Data under study START

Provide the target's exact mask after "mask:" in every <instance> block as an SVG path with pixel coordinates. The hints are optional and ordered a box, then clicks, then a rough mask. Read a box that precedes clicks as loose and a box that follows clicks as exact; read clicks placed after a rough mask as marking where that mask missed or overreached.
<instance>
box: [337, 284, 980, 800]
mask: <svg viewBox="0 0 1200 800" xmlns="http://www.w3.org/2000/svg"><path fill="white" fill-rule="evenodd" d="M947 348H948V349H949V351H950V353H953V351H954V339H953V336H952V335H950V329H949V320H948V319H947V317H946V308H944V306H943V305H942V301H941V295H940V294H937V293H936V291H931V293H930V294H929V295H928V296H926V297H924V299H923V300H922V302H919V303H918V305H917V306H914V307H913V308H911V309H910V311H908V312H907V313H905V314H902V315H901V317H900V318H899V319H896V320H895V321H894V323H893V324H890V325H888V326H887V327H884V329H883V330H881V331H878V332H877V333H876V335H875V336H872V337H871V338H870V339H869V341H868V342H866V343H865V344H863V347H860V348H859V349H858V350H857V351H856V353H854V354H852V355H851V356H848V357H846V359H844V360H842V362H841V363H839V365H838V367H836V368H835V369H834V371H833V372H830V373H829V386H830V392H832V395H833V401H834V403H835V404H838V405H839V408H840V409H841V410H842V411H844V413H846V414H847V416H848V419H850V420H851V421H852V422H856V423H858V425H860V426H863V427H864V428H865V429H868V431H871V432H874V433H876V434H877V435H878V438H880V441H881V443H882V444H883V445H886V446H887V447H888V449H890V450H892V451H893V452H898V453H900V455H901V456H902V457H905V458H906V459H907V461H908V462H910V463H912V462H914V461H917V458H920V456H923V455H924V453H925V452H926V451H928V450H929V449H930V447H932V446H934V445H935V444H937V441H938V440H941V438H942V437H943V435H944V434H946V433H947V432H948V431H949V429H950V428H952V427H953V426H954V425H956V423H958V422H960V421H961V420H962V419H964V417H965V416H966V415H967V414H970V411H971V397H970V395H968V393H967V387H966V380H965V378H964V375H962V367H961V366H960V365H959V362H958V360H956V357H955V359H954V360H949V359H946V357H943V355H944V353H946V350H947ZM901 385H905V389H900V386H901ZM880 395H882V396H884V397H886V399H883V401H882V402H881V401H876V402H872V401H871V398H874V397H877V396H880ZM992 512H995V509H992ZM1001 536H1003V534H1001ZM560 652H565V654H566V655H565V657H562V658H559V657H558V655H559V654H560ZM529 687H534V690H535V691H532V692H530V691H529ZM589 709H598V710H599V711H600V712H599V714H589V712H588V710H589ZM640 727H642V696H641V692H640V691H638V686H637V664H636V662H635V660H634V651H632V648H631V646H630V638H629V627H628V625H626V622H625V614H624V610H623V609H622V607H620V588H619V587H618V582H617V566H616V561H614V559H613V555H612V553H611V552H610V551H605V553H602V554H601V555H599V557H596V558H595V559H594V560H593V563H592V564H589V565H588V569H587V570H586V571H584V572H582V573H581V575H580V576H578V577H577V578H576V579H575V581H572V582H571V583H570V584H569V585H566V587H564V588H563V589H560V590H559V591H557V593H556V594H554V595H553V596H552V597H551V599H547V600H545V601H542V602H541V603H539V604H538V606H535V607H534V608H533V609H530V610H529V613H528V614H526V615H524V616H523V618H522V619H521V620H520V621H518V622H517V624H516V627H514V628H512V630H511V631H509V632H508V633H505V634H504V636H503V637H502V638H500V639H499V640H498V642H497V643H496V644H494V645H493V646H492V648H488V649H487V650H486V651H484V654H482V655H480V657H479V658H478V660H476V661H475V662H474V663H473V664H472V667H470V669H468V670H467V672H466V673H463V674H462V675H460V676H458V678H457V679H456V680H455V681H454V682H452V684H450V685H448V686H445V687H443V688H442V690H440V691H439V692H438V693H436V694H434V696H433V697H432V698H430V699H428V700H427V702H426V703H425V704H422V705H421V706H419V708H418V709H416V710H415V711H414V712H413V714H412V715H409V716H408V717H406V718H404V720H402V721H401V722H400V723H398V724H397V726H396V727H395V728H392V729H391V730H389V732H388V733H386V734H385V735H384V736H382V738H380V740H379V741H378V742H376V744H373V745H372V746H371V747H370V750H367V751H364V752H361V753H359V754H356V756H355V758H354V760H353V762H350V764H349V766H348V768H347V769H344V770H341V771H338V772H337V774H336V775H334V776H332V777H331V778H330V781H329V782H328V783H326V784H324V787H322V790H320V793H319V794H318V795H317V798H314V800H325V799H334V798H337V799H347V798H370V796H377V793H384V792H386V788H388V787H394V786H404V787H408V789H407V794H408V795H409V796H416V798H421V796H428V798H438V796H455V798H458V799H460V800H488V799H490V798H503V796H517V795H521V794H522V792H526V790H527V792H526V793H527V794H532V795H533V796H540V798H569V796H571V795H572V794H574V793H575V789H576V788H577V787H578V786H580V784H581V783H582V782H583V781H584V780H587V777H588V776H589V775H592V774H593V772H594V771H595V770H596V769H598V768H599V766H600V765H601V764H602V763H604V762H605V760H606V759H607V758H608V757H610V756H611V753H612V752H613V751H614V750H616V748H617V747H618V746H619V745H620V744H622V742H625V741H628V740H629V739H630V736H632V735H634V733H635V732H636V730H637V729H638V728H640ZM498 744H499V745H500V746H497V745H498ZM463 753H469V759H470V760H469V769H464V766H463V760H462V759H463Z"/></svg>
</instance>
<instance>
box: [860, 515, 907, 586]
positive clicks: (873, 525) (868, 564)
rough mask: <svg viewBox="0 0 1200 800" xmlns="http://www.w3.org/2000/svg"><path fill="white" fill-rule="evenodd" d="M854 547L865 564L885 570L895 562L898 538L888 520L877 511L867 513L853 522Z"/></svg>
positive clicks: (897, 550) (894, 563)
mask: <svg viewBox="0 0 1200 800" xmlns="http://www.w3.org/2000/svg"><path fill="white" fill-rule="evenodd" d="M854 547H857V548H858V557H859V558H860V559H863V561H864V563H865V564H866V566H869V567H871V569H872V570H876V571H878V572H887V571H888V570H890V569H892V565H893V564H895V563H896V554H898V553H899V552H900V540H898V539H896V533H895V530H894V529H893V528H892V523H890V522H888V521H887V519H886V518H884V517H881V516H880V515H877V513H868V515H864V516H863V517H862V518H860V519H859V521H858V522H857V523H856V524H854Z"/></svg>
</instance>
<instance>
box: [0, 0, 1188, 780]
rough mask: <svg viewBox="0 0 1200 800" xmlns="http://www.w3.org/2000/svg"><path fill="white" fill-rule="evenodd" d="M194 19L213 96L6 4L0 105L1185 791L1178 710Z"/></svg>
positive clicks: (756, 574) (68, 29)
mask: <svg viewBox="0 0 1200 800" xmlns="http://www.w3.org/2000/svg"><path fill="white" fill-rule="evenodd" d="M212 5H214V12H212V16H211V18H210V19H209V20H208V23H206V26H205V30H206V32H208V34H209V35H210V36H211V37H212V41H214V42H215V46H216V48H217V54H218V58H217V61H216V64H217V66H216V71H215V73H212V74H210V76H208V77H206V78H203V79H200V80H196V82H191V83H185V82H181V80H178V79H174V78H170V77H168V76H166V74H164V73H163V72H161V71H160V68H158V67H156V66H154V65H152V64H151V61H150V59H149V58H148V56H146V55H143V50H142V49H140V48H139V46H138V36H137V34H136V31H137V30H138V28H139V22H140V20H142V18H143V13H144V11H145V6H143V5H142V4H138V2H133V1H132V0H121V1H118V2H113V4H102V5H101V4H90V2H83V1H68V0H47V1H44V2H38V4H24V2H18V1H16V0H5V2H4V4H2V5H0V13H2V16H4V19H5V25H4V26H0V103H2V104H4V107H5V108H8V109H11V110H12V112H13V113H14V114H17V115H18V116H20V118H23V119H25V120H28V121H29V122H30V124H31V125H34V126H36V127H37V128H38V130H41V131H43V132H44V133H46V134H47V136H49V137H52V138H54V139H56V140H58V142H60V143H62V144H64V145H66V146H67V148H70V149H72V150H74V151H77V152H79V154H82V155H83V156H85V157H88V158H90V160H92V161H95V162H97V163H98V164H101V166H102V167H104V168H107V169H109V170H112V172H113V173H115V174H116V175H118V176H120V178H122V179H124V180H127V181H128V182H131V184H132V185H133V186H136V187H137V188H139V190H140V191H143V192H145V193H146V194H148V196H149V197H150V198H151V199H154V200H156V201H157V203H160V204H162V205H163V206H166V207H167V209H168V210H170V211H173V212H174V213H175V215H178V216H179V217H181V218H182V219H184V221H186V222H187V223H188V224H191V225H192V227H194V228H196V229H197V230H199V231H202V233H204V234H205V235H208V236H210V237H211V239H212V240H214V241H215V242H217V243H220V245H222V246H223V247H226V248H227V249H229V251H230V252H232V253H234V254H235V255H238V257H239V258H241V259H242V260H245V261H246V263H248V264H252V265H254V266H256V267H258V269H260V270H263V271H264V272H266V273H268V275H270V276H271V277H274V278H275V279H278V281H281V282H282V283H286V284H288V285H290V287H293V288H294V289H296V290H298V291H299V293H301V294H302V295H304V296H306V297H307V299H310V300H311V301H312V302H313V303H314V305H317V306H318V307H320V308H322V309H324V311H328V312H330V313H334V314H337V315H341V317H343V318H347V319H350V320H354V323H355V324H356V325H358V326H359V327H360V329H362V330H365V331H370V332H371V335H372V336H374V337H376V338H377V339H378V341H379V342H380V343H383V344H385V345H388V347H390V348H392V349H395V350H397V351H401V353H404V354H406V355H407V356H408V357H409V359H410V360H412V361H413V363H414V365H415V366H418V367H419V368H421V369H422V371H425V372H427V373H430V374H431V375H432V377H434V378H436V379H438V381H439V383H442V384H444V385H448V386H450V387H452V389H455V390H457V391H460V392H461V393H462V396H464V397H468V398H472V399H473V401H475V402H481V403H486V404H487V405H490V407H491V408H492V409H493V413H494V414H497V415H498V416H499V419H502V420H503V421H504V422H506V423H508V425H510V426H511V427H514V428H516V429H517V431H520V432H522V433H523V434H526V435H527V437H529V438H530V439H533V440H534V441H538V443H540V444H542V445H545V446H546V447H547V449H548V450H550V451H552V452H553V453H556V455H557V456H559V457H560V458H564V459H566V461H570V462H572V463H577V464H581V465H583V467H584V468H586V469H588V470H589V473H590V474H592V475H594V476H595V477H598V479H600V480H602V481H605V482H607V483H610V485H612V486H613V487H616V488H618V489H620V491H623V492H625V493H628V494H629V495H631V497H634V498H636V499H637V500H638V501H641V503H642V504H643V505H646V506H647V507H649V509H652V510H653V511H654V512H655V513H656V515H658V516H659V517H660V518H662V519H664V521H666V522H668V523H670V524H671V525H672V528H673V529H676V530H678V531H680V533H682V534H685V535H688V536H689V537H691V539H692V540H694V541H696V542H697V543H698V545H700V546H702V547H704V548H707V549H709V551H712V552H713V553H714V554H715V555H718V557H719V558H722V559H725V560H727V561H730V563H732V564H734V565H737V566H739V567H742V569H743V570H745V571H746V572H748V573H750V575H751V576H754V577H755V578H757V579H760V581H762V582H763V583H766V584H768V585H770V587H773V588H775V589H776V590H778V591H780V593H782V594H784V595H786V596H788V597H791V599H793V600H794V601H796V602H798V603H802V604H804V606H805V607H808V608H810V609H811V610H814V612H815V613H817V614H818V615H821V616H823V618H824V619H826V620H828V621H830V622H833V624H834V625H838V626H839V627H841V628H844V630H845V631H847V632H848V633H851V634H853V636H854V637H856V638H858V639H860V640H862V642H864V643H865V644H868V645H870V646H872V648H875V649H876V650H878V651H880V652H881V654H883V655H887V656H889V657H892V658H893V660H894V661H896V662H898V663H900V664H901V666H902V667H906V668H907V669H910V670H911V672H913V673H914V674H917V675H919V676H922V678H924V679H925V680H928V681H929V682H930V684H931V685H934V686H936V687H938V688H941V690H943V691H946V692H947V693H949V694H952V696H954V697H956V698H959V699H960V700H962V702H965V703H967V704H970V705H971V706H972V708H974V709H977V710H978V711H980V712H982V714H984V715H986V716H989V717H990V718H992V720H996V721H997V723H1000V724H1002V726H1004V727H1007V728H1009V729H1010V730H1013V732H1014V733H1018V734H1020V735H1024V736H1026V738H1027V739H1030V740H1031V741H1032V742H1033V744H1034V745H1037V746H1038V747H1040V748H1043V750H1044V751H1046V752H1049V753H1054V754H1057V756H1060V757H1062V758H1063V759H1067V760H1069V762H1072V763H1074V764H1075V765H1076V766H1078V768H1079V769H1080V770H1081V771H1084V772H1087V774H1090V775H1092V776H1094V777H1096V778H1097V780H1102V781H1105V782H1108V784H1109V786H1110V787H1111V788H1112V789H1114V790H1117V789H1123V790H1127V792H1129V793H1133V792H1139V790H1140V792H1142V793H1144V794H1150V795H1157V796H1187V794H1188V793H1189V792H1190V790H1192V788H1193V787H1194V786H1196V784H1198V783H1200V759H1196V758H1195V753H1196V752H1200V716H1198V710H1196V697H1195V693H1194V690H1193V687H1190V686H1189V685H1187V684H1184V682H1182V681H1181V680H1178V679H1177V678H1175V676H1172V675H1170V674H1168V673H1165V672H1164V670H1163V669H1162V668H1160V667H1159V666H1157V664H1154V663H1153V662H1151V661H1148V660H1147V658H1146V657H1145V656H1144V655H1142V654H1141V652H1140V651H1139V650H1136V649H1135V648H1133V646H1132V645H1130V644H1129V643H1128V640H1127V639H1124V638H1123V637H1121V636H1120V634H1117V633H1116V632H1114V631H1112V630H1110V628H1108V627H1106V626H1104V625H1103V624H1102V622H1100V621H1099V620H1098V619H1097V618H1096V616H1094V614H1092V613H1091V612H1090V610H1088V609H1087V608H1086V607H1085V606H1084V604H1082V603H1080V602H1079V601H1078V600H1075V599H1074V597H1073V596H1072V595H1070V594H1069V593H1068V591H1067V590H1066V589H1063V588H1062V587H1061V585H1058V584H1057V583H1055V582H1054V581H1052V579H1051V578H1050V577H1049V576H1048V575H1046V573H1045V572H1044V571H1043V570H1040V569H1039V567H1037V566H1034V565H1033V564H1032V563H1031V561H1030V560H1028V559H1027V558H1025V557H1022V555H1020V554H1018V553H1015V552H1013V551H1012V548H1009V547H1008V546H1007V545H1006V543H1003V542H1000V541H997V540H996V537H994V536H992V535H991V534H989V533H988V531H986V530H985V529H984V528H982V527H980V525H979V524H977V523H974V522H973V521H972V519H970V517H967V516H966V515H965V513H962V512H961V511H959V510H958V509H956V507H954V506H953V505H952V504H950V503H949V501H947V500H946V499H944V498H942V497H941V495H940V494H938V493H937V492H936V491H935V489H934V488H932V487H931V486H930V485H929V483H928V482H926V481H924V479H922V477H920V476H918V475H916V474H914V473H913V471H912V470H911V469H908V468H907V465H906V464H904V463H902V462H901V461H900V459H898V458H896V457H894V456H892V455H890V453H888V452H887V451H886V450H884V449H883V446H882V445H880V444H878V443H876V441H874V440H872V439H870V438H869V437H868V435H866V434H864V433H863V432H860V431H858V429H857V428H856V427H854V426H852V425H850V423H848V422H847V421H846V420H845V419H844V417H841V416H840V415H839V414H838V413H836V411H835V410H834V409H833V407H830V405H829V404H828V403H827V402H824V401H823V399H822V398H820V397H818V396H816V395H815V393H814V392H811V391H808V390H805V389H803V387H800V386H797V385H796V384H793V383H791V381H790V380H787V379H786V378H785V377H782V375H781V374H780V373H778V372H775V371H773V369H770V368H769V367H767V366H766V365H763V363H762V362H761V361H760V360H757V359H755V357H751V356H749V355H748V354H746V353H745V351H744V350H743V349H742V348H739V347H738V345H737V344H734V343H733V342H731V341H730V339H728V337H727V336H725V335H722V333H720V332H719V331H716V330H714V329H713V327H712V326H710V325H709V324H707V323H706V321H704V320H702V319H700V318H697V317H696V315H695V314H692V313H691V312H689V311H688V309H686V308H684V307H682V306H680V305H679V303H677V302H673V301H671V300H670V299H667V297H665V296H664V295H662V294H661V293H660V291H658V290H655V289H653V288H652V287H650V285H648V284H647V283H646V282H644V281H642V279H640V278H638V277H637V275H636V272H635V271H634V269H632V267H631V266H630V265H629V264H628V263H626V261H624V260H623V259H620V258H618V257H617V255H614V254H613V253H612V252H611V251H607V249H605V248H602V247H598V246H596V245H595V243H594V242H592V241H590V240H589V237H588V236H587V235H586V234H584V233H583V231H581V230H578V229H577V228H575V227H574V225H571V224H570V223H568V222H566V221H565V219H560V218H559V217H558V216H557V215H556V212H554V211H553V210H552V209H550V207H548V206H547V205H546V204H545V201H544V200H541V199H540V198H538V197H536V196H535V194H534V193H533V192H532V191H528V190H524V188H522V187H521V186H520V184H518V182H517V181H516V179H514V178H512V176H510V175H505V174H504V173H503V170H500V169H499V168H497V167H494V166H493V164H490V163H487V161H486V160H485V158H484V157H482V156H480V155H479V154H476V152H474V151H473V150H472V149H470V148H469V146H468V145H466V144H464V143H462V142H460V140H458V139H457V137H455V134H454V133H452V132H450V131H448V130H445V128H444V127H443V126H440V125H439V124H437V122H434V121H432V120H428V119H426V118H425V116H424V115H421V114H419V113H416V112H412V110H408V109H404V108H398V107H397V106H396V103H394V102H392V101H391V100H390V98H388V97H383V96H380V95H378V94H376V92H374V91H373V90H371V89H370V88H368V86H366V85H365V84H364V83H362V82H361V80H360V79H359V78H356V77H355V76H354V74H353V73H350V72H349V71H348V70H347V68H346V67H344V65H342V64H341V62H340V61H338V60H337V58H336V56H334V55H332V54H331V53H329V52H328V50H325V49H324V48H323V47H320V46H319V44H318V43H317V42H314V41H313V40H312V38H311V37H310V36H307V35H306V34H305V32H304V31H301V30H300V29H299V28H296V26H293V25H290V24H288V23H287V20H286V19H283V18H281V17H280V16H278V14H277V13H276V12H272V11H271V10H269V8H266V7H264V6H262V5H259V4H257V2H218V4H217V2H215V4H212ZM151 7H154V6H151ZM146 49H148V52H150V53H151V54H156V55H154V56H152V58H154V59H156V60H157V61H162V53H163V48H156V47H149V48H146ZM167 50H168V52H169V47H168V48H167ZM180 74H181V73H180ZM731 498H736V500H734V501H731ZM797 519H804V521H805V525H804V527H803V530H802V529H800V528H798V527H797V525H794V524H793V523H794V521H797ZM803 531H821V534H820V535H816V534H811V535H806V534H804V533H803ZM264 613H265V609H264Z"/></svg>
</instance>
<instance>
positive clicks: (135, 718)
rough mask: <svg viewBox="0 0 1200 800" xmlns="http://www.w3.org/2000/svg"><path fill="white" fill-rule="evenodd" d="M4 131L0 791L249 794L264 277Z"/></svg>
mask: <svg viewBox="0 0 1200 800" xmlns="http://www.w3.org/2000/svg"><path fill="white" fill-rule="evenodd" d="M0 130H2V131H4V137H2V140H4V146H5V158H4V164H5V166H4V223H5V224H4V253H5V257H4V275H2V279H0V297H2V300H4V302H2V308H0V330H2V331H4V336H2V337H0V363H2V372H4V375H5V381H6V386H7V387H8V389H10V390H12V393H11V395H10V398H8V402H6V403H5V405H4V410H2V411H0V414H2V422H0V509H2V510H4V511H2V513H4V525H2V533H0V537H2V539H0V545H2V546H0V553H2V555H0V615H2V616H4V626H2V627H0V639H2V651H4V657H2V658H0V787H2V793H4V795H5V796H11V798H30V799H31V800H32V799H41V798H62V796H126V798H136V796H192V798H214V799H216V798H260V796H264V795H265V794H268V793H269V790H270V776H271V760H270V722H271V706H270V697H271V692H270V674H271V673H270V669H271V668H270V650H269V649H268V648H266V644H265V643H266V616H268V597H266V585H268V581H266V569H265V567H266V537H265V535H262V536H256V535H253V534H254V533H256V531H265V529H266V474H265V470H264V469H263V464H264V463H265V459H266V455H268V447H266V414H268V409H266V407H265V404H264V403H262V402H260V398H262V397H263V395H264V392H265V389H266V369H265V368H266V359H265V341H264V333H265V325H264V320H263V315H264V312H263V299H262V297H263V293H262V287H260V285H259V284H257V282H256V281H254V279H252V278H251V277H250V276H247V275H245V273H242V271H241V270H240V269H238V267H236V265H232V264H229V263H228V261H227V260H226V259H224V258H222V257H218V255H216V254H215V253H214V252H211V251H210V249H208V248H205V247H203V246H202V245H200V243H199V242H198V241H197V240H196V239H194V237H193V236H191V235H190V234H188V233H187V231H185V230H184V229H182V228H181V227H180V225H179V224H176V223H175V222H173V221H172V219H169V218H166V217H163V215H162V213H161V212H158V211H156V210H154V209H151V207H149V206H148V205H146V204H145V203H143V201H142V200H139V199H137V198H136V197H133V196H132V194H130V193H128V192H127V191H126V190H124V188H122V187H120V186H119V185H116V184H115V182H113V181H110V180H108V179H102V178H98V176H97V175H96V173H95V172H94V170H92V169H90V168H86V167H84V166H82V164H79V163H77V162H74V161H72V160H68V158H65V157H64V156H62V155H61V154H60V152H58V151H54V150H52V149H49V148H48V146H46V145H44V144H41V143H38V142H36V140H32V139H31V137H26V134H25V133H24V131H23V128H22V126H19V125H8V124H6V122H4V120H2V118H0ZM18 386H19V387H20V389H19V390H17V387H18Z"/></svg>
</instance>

Data under study END

**Assignment**
What you return must be the lines above that run from the line with "box: [860, 515, 907, 586]" to the line with "19L213 96L6 4L0", inclusive, each copied exactly.

**Solved exercise**
box: [860, 515, 907, 586]
positive clicks: (873, 525) (868, 564)
rough mask: <svg viewBox="0 0 1200 800" xmlns="http://www.w3.org/2000/svg"><path fill="white" fill-rule="evenodd" d="M854 547L865 564L885 570L895 562L898 538L888 520L877 511L867 513L853 522Z"/></svg>
positive clicks: (897, 550) (894, 563)
mask: <svg viewBox="0 0 1200 800" xmlns="http://www.w3.org/2000/svg"><path fill="white" fill-rule="evenodd" d="M854 547H857V548H858V557H859V558H860V559H863V561H864V563H865V564H866V566H869V567H871V569H872V570H876V571H878V572H887V571H888V570H890V569H892V565H893V564H895V563H896V554H898V553H899V552H900V540H898V539H896V533H895V530H894V529H893V528H892V523H890V522H888V521H887V519H886V518H884V517H881V516H880V515H877V513H868V515H864V516H863V517H862V518H860V519H859V521H858V522H857V523H856V524H854Z"/></svg>
</instance>
<instance>
box: [0, 0, 1188, 780]
rough mask: <svg viewBox="0 0 1200 800" xmlns="http://www.w3.org/2000/svg"><path fill="white" fill-rule="evenodd" d="M194 19L213 96L6 4L0 105L1185 791L1178 710Z"/></svg>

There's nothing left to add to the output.